Where the string "dark" appears in a line of the material below, copy that line.

•••••

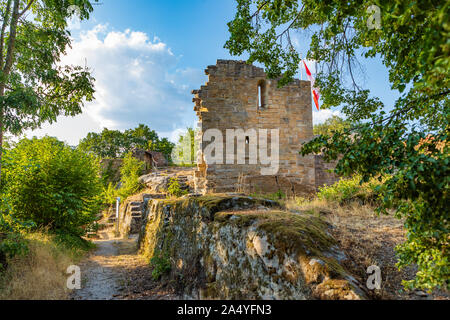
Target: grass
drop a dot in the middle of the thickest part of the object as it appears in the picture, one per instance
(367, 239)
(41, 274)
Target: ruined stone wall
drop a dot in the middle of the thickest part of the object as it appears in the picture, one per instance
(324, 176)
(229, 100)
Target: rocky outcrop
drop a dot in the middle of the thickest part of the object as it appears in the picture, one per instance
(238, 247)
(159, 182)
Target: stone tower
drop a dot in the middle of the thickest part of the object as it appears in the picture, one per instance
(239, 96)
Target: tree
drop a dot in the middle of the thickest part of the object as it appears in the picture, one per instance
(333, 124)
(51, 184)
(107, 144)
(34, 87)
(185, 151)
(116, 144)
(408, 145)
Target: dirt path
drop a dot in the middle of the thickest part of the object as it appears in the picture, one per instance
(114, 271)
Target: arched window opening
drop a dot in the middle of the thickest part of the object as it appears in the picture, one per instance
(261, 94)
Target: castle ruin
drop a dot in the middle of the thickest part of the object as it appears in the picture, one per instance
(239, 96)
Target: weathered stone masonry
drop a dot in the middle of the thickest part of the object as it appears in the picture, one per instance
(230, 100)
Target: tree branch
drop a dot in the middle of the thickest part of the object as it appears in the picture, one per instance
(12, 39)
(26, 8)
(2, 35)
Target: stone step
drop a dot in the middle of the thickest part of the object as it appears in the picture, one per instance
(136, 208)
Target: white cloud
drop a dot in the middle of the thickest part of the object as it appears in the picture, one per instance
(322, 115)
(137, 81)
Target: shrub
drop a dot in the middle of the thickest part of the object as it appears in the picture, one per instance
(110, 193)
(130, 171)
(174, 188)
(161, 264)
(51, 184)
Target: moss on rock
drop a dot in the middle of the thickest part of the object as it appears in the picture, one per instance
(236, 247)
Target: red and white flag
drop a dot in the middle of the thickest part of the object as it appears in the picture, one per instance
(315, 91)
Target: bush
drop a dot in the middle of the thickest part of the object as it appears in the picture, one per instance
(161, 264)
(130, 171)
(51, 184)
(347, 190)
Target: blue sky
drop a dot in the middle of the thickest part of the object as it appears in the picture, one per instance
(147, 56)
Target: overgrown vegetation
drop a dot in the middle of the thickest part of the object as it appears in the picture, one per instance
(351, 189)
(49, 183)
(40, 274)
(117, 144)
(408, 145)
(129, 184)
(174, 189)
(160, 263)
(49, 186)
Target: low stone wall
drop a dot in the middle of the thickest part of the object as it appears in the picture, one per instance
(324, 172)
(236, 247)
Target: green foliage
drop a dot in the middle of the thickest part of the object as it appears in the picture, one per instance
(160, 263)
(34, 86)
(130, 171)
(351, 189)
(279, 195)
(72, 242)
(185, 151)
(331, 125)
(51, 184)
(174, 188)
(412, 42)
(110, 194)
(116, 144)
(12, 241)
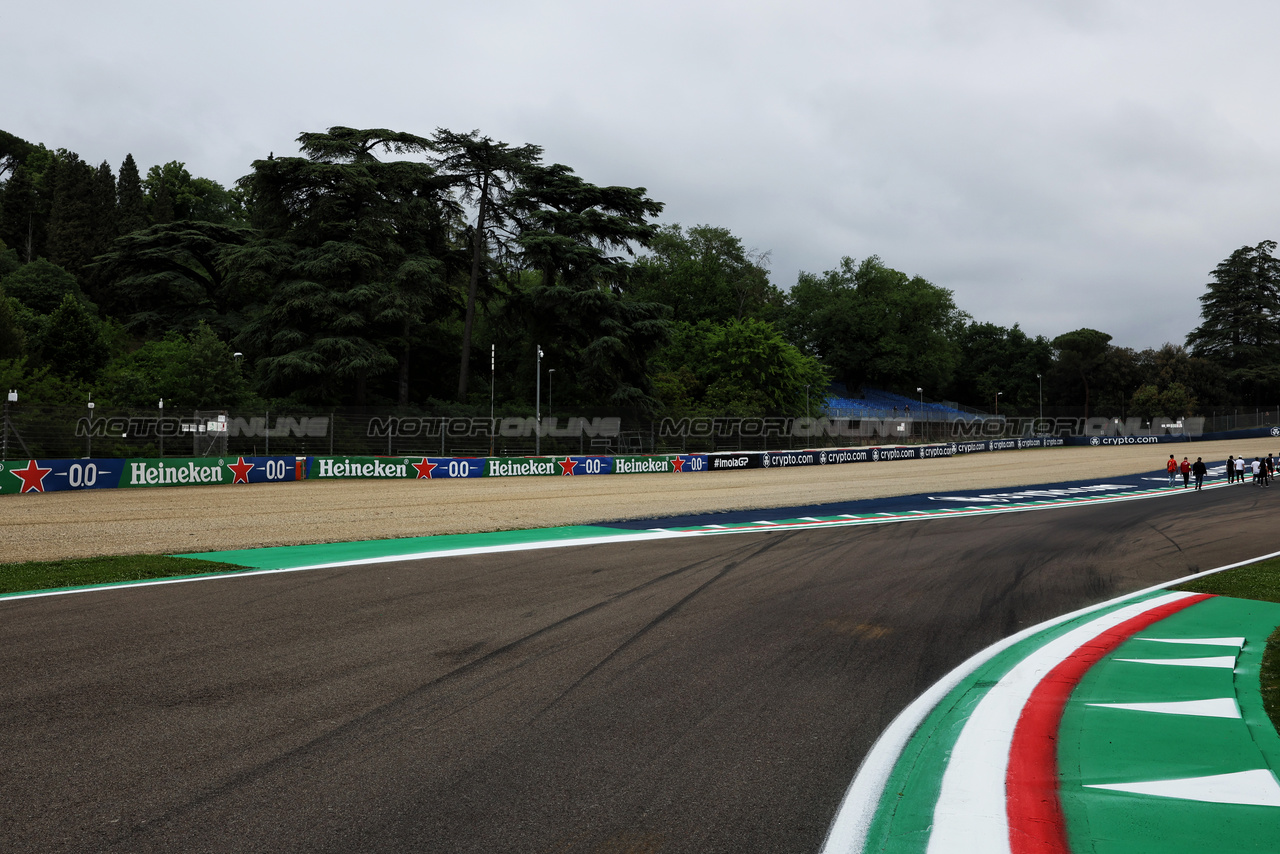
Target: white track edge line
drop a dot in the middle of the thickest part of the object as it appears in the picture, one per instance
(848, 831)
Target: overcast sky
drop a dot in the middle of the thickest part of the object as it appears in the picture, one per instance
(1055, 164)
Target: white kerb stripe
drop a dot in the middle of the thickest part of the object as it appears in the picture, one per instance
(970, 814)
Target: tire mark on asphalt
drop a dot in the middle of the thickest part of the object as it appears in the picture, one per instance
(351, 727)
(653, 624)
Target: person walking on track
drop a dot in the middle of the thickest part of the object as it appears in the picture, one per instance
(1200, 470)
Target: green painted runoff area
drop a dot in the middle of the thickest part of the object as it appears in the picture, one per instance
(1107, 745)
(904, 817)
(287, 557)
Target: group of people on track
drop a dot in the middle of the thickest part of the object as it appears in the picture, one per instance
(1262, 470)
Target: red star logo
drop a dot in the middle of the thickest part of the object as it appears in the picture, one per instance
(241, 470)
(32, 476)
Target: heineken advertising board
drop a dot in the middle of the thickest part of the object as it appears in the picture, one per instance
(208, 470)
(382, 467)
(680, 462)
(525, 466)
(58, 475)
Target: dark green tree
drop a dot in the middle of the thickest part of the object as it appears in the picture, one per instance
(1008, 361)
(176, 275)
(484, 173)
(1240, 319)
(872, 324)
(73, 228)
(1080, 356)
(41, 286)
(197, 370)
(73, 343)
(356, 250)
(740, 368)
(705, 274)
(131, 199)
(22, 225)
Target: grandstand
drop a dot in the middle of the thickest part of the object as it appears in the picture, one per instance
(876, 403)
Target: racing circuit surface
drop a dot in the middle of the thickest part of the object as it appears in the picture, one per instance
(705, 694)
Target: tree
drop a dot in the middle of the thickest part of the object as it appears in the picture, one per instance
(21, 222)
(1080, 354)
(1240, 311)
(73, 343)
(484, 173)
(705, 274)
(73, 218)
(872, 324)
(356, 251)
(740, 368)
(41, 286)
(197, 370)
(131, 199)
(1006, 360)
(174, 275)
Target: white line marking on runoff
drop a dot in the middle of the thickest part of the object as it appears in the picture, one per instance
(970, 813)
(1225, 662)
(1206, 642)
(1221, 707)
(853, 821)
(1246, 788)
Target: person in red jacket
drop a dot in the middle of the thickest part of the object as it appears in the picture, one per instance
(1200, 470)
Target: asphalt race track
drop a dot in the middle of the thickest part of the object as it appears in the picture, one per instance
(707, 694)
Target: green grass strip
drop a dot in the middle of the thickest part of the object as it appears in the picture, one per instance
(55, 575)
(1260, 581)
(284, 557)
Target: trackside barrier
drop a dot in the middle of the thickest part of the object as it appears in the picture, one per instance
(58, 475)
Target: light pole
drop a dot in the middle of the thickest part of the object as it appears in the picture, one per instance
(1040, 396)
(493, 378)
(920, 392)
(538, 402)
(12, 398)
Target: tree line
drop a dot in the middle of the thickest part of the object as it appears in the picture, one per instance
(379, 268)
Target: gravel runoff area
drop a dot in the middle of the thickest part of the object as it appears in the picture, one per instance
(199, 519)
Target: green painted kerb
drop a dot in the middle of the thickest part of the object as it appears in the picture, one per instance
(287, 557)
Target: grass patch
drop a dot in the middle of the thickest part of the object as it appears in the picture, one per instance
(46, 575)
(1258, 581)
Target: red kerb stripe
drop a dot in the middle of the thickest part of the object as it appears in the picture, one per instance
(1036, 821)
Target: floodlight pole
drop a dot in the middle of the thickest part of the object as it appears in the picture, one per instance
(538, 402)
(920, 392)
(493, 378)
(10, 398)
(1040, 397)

•••••

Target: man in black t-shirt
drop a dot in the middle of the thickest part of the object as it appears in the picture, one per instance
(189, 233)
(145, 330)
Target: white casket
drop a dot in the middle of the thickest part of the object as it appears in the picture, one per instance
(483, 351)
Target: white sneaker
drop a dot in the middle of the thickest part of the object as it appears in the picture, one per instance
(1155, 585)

•••••

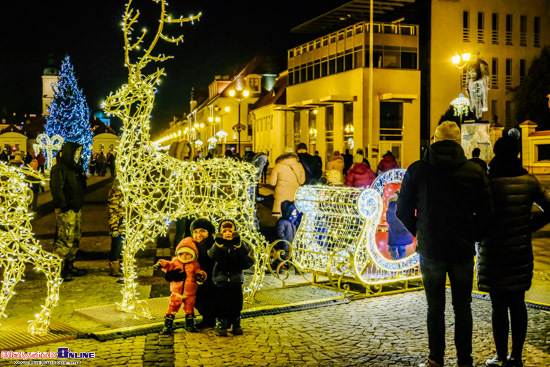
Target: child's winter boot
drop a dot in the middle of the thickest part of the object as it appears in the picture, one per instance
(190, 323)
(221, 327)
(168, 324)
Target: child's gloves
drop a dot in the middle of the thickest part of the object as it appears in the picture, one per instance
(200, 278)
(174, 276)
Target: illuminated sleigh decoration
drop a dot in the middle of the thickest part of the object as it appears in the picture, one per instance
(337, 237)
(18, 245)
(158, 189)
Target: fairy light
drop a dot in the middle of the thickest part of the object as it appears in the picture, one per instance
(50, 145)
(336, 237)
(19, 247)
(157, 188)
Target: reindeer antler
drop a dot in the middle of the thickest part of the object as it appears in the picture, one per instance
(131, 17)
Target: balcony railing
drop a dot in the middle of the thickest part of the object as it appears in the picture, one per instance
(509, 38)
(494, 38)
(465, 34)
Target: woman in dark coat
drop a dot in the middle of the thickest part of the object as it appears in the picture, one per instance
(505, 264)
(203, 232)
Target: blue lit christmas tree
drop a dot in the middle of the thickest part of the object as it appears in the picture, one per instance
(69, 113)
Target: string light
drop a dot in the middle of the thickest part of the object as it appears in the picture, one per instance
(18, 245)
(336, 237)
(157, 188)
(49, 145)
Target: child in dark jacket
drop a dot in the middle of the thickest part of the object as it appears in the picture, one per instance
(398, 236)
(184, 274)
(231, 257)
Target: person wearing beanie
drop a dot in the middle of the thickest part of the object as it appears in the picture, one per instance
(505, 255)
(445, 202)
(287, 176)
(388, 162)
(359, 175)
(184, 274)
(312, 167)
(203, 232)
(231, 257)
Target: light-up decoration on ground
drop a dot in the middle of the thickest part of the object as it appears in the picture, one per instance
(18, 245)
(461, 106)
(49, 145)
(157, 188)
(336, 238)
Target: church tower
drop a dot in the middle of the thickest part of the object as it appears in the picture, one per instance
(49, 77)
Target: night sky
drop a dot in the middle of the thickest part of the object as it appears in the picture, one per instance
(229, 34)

•••••

Solution to this task -
Target: dark green tree
Target: woman in dark coat
Target: child in dark jacket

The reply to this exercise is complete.